EXERCISE PROMPT ▸ Which lines of the data below hold "sidewalk"? Copy each of them.
== Segment start ==
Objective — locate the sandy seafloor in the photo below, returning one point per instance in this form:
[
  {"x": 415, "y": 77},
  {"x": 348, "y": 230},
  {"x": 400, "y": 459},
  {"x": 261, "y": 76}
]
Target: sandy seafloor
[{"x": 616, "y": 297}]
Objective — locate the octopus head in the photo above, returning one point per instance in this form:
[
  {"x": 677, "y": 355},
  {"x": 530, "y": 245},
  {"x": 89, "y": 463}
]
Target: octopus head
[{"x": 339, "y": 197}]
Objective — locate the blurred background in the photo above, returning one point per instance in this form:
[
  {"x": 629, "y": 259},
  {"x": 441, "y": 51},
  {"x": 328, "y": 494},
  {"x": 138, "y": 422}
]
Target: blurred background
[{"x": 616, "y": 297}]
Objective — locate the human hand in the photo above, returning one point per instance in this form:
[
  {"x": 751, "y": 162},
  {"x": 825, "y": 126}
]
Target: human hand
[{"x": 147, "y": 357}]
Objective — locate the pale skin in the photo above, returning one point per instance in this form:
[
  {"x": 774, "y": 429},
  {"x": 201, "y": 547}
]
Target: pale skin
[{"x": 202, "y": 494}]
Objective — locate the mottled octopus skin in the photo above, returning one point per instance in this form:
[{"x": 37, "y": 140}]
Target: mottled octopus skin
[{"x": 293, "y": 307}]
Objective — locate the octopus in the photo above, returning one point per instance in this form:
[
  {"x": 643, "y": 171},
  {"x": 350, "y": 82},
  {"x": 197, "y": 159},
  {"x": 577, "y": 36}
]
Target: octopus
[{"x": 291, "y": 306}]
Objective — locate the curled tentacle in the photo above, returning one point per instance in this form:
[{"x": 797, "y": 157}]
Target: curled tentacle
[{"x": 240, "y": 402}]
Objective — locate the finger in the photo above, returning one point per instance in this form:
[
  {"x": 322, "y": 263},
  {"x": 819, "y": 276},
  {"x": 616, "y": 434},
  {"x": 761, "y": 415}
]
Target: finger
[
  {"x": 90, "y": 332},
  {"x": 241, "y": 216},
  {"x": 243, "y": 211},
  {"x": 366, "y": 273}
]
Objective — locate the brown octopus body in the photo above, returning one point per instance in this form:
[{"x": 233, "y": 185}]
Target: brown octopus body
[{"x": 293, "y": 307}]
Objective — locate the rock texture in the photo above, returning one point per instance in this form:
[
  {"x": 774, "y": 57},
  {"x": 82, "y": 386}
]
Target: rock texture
== Segment end ==
== Segment start ==
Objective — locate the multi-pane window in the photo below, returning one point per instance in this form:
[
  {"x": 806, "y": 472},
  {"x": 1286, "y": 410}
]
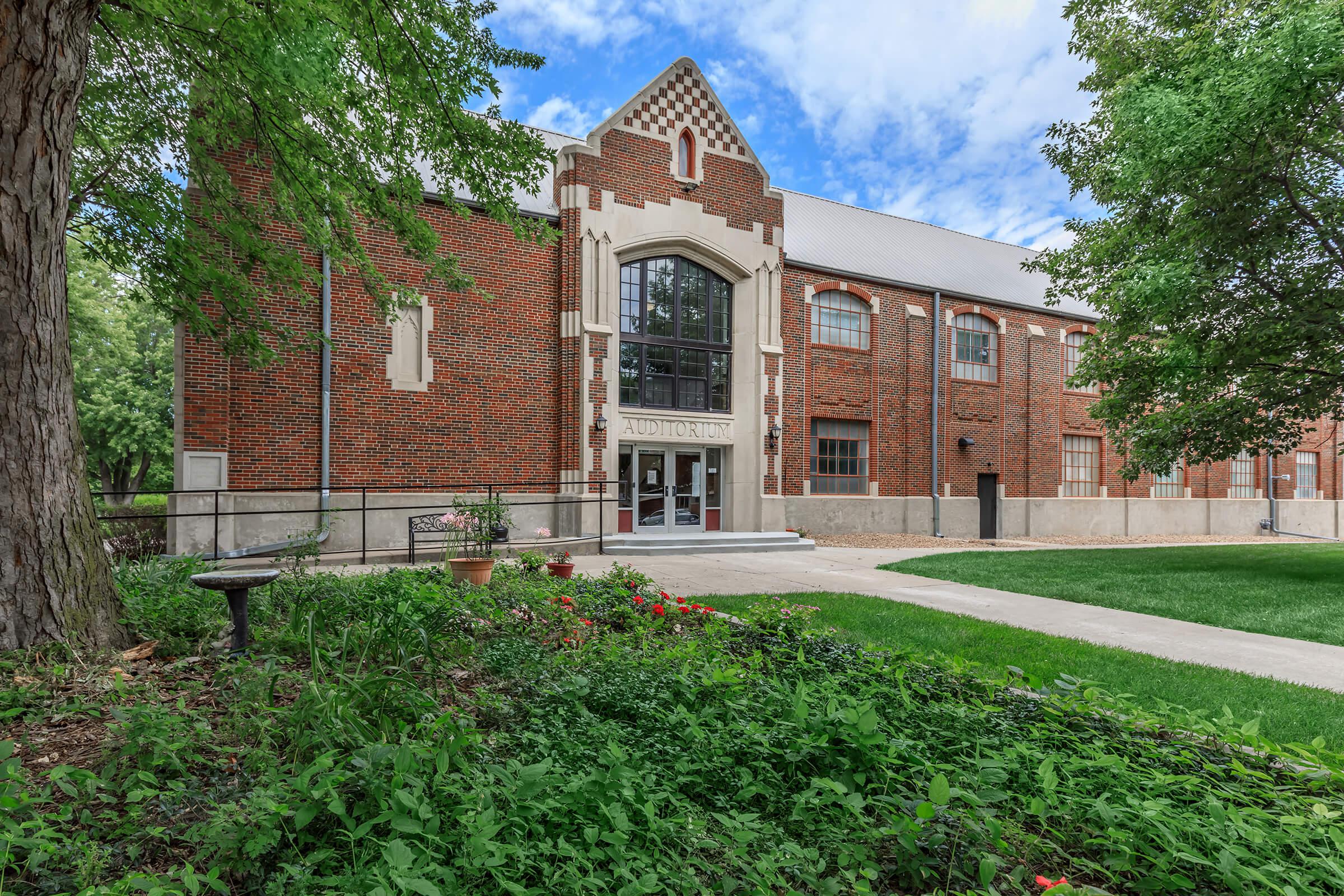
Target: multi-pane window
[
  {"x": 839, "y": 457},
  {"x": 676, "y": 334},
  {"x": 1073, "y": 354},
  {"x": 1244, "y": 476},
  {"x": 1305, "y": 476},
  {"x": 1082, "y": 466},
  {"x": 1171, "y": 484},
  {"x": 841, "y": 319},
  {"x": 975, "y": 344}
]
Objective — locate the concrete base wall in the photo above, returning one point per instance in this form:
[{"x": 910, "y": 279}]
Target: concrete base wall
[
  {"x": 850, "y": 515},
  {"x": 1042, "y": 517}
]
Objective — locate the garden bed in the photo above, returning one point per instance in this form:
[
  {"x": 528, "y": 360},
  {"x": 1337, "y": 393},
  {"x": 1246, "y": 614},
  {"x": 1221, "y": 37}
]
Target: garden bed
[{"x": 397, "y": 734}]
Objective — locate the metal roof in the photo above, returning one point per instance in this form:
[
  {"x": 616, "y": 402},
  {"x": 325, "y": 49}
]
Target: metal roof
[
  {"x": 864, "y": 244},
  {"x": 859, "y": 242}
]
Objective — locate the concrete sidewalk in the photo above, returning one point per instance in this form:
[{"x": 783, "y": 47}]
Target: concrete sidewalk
== Segment end ==
EXERCISE OUTPUT ▸
Objective — locate the concrete sidewalk in the photo above, returning one point per instance in this form:
Target: concrete sidewalk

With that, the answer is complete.